_Aim of the exercise:_ Below is a listing; reproduce each line of it exactly.

+---+

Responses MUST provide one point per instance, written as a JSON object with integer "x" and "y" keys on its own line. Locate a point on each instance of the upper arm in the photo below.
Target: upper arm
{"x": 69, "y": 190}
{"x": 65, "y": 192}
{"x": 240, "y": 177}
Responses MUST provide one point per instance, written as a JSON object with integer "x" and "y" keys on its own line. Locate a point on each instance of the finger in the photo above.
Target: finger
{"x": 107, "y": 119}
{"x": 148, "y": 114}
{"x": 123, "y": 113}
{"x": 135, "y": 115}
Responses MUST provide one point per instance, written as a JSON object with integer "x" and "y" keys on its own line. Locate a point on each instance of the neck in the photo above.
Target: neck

+---+

_Exercise output:_
Responses MUST provide one point per instance, written as a JSON object with integer "x" and "y" keys on its own line. Locate a point on each instance of the upper arm in the photo below.
Target: upper arm
{"x": 69, "y": 190}
{"x": 65, "y": 192}
{"x": 240, "y": 177}
Responses MUST provide one point per instance, written as a JSON object with integer "x" and "y" keys on its own line. Locate a point on each instance of the finger in the photo above.
Target: finger
{"x": 107, "y": 119}
{"x": 148, "y": 114}
{"x": 123, "y": 113}
{"x": 135, "y": 115}
Responses MUST provide one point per instance, written as a JSON object with integer "x" and "y" keys on its own line. Locate a point on each instance of the neck in the photo above.
Target: neck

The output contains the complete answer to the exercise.